Directions:
Print the records exactly as written, and let no picture into the answer.

+++++

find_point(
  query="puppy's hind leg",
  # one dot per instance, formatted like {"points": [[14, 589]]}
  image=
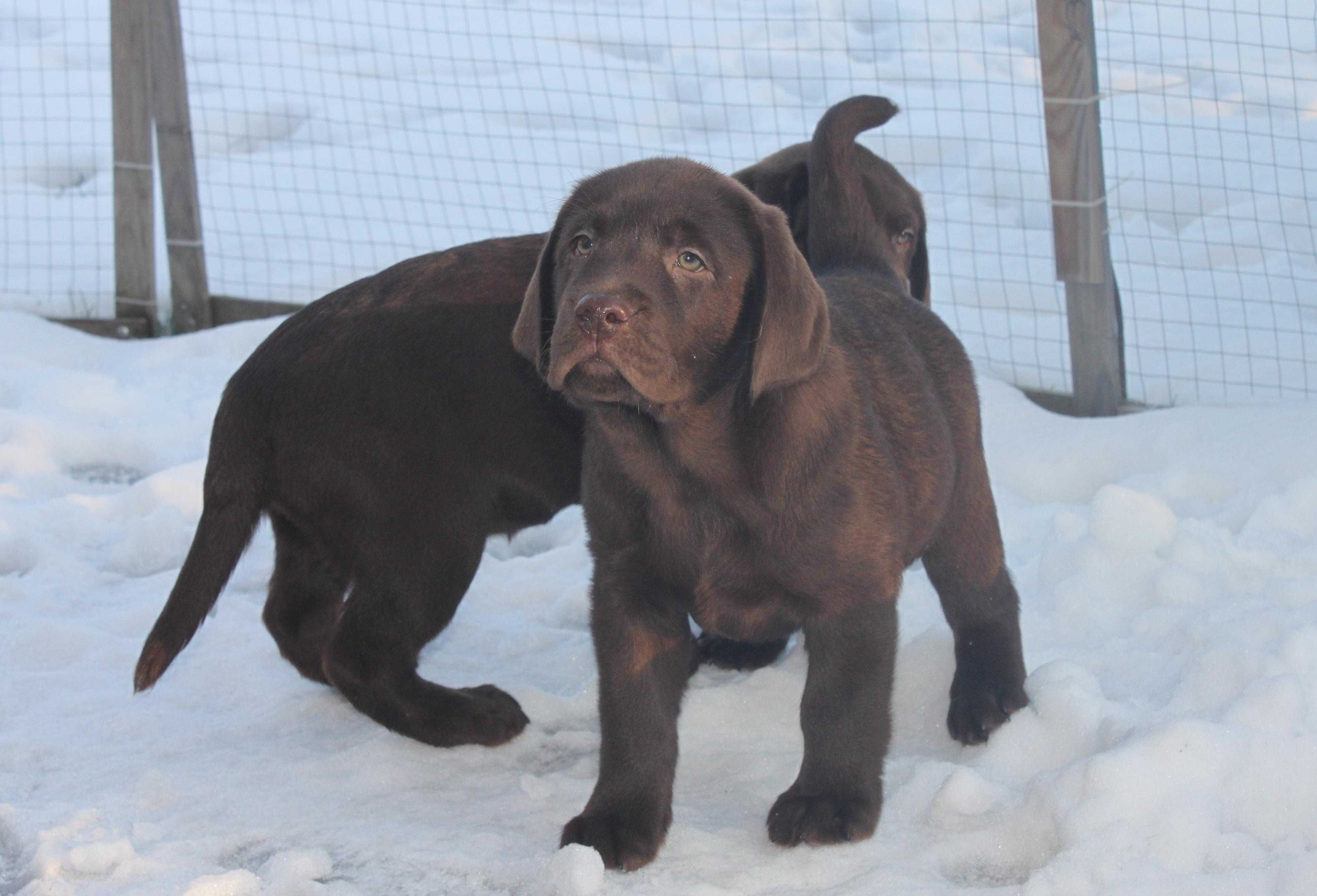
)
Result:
{"points": [[305, 599], [967, 567], [846, 717], [399, 601]]}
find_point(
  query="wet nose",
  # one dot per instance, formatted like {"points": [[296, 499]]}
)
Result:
{"points": [[601, 315]]}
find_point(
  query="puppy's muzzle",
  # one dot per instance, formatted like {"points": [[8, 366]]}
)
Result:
{"points": [[602, 315]]}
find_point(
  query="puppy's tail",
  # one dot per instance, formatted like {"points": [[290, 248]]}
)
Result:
{"points": [[843, 232], [230, 513]]}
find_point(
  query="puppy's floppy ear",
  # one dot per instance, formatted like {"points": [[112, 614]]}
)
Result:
{"points": [[783, 180], [793, 331], [535, 323], [920, 269]]}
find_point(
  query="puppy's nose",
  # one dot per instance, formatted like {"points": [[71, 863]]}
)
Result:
{"points": [[601, 315]]}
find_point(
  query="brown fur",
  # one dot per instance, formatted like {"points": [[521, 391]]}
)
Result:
{"points": [[766, 450], [386, 431]]}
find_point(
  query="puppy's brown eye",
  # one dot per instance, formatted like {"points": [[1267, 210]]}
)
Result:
{"points": [[690, 261]]}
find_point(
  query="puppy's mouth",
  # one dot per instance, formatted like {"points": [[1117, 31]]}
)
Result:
{"points": [[595, 380]]}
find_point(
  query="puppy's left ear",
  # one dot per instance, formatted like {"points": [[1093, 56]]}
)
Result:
{"points": [[535, 322], [793, 331], [920, 269]]}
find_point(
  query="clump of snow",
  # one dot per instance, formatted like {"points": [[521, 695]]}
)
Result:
{"points": [[576, 870], [1167, 568]]}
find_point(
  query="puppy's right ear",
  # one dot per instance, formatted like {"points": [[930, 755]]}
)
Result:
{"points": [[535, 323]]}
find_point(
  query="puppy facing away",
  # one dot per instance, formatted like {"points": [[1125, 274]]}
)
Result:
{"points": [[388, 430], [766, 450]]}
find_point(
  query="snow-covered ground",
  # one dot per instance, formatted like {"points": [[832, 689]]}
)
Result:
{"points": [[1167, 562], [1167, 565], [339, 136]]}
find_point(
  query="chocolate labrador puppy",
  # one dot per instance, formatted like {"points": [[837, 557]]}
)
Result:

+++++

Answer area:
find_point(
  query="puppy's hind leg",
  # one dot per instance, formatted like {"points": [[14, 589]]}
  image=
)
Result:
{"points": [[305, 599], [967, 567], [846, 717], [399, 601]]}
find_point(
  query="wet nose",
  # one dot per instance, formatted like {"points": [[296, 499]]}
)
Result:
{"points": [[601, 315]]}
find_point(
  query="puppy's muzzle",
  # one dot per instance, formatted like {"points": [[8, 366]]}
)
Result:
{"points": [[602, 315]]}
find_point(
  query="puppy's tail",
  # one dot per instance, formatted like {"points": [[290, 248]]}
)
Result:
{"points": [[843, 232], [230, 513]]}
find_point(
  query="puppy's floppy ear",
  # one dot per instance, formatted like {"points": [[112, 614]]}
)
Result:
{"points": [[783, 180], [793, 331], [535, 323], [920, 269]]}
find_point(
  query="puppy's nose",
  # one dot per instance, formatted like {"points": [[71, 863]]}
)
Result:
{"points": [[601, 315]]}
find_point(
  query="brown fur",
  # one dot per instance, formatted like {"points": [[521, 391]]}
)
Result:
{"points": [[766, 450], [386, 431]]}
find_point(
  query="puppy's brown eye",
  # one dot per instance, formatted like {"points": [[1267, 210]]}
)
Result:
{"points": [[690, 261]]}
find_point(
  query="puppy's mouth",
  # one dot per instance, formatted like {"points": [[1117, 31]]}
)
Result:
{"points": [[595, 380]]}
find_point(
  query="puppy's left ear",
  # one dot per instance, formatted like {"points": [[1093, 56]]}
)
Result:
{"points": [[535, 322], [793, 331], [920, 269]]}
find_point(
  query="clump of snow",
  # one dot per instance, formatted like {"points": [[521, 695]]}
)
Result:
{"points": [[576, 870], [1167, 568]]}
find_point(
  query="puppy's right ear",
  # one dot per instance, formatted like {"points": [[930, 755]]}
)
Result:
{"points": [[535, 323]]}
find_point(
  query="puppy facing away",
  # one dot per instance, formatted like {"points": [[1125, 274]]}
)
Result:
{"points": [[388, 430], [766, 450]]}
find_point(
  query="snow-covered ground",
  # one dot per instance, formatted like {"points": [[832, 689]]}
)
Result:
{"points": [[1167, 562], [1167, 565], [339, 136]]}
find_point(
  query="chocolate labrador puppy",
  # one dot per instance, formatted like {"points": [[837, 557]]}
)
Result:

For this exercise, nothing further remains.